** WHAT IS BEING ASKED **
Looking through the records that follow, determine how many lines contain "building" and reply with that number alone.

** GIVEN ENTRIES **
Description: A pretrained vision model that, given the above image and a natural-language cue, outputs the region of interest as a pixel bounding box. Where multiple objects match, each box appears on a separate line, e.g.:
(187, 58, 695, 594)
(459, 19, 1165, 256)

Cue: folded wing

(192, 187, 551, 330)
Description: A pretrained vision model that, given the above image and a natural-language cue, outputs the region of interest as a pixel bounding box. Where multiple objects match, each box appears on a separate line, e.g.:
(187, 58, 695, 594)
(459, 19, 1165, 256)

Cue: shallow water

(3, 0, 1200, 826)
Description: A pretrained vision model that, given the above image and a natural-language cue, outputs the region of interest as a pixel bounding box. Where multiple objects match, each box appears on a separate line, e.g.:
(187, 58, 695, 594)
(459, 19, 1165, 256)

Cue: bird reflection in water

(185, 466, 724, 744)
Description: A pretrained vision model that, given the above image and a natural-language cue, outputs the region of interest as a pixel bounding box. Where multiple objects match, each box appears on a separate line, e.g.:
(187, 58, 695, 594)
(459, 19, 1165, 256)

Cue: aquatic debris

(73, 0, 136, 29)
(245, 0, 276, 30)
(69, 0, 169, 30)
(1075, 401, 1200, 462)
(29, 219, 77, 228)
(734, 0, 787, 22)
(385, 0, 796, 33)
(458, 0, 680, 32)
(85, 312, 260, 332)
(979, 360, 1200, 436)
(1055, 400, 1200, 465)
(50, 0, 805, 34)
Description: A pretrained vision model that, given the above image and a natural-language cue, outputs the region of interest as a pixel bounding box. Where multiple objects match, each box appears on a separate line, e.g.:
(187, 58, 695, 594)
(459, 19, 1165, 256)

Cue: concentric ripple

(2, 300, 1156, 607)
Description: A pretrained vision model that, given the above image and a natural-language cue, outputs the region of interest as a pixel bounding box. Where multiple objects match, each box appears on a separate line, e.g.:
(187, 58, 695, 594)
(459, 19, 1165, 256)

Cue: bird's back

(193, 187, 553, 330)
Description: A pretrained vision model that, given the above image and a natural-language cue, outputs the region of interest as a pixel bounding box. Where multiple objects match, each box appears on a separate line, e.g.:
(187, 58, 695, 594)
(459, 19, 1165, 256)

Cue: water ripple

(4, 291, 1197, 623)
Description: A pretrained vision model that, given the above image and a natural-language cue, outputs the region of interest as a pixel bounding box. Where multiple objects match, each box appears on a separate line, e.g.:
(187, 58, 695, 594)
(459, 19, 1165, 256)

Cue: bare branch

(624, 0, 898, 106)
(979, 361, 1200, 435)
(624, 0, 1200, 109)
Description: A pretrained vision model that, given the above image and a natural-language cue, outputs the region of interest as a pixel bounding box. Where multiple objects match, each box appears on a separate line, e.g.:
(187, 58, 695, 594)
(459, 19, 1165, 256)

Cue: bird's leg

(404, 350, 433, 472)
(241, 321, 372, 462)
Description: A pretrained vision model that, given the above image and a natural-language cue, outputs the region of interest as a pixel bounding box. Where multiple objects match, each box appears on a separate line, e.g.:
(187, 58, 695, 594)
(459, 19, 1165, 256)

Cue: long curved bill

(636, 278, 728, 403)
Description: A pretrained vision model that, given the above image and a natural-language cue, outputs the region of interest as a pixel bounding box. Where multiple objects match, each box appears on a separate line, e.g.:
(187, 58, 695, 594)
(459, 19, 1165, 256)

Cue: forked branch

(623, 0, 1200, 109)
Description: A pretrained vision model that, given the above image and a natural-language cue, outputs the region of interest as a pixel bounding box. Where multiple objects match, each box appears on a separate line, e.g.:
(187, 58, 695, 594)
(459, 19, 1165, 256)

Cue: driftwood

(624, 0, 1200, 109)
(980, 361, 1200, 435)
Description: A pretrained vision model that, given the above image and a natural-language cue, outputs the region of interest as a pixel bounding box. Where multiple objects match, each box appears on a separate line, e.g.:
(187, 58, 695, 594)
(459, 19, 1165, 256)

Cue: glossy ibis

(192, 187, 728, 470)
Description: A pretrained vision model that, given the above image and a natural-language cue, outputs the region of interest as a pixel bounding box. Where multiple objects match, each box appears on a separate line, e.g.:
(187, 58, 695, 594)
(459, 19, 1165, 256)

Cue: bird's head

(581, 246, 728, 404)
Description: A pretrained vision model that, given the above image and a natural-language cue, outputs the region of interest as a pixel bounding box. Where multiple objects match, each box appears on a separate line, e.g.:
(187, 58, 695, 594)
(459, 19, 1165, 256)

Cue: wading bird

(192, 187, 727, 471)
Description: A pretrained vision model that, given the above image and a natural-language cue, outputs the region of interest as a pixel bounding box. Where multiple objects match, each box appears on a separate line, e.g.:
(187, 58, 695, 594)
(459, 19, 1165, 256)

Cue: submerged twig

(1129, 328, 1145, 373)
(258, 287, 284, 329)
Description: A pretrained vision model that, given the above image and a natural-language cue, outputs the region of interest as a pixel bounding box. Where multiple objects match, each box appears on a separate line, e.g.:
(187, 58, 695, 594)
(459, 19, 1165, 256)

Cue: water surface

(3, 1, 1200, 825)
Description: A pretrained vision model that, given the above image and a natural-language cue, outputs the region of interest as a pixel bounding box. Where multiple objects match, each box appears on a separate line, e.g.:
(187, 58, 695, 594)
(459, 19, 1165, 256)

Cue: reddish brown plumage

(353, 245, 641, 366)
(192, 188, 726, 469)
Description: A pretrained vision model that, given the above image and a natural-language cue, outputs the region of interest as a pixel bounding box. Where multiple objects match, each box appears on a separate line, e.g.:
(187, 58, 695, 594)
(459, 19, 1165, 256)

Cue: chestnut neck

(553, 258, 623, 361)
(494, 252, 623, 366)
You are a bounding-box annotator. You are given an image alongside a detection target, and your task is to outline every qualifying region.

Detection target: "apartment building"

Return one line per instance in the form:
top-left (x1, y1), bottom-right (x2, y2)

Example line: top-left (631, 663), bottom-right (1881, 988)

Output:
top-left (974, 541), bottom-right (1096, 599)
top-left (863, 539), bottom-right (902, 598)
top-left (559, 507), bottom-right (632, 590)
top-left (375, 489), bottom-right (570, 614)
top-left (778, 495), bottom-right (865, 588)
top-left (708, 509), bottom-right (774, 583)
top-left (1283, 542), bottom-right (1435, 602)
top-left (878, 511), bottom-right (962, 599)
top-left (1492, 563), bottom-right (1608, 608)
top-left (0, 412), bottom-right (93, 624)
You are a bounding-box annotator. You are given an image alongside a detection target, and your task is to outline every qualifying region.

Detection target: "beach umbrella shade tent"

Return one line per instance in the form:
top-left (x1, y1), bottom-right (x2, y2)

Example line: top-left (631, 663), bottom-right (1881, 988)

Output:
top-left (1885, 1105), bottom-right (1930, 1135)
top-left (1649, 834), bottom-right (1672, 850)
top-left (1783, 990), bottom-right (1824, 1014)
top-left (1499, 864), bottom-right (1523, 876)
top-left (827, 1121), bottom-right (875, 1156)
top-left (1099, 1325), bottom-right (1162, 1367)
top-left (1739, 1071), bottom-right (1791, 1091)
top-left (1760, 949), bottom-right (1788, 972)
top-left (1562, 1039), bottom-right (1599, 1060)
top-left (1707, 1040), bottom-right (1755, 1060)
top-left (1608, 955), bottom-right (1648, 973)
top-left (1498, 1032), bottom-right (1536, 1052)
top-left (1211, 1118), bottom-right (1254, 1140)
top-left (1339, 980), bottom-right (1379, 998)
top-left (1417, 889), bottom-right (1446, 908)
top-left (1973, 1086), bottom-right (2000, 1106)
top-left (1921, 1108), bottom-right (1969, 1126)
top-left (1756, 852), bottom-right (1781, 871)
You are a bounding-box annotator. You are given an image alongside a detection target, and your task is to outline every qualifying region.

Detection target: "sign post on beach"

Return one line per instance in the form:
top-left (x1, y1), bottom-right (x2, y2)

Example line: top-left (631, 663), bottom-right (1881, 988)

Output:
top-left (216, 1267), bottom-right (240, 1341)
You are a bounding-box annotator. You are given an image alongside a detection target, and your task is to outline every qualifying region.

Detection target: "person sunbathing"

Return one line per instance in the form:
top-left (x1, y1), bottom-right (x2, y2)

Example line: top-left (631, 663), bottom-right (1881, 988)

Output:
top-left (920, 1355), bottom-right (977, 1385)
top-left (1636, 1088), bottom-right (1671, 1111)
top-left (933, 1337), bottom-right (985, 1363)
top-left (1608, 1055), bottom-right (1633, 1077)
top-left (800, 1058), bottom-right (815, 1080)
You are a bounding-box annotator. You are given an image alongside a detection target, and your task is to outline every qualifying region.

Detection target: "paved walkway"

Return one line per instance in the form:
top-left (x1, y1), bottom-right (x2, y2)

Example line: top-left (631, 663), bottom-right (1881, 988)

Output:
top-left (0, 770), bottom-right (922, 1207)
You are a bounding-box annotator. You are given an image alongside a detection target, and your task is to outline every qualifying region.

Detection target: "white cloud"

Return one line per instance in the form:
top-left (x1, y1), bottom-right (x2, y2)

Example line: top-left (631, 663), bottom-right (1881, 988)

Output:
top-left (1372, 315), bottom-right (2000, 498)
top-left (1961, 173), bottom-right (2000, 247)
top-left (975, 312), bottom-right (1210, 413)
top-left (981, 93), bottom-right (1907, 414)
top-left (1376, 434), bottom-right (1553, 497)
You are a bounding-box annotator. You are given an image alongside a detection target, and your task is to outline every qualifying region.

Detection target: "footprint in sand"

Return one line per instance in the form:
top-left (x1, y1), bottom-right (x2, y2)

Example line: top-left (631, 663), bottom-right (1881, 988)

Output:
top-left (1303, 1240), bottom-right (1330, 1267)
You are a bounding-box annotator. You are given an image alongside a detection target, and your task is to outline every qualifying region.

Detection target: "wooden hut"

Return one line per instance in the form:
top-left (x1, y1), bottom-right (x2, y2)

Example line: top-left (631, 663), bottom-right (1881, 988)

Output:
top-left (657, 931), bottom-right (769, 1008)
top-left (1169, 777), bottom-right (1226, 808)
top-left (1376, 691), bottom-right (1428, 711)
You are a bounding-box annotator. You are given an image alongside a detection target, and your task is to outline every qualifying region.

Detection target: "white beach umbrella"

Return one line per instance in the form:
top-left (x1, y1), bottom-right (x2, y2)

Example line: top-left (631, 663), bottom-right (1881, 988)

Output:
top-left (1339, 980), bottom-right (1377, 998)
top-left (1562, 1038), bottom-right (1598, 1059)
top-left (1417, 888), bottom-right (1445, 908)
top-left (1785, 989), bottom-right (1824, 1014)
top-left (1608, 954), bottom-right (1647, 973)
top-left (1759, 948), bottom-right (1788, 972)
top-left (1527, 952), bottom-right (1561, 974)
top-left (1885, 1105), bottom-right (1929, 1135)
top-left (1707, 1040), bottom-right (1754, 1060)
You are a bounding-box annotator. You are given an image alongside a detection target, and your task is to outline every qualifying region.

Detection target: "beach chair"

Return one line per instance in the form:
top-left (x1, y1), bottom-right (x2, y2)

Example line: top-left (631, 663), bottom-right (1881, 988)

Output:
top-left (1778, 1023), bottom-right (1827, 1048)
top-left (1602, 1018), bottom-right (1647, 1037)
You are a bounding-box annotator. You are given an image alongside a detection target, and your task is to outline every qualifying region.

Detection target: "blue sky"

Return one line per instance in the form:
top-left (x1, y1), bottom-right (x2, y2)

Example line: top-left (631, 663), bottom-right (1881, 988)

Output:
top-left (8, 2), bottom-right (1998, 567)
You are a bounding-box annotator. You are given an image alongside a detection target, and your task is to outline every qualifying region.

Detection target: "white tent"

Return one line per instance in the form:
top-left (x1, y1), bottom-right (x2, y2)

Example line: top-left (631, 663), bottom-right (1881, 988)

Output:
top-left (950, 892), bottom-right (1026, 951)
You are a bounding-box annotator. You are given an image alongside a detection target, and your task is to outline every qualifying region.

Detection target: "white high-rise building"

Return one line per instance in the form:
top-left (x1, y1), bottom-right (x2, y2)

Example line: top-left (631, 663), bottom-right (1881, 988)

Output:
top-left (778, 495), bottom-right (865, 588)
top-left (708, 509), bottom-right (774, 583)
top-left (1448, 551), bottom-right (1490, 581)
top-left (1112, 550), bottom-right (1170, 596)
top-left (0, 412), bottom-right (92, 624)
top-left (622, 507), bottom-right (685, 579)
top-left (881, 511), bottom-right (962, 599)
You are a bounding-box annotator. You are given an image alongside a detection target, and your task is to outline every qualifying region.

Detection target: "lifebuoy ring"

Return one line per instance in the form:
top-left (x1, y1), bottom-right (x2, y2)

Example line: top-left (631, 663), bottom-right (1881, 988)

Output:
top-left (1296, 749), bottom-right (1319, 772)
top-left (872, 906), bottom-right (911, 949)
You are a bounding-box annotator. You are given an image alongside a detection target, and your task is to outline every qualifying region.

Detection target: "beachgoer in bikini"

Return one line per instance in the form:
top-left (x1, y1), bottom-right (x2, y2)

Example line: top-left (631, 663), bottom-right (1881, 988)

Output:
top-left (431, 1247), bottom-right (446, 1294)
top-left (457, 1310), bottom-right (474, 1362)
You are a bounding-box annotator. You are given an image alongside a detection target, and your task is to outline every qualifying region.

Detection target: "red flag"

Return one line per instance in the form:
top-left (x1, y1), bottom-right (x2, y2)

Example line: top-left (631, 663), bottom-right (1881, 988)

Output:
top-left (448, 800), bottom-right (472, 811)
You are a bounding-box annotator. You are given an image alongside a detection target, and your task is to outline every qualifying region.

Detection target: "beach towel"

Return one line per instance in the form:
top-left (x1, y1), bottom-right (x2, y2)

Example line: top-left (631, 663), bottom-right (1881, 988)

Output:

** OUTPUT OF THE TASK **
2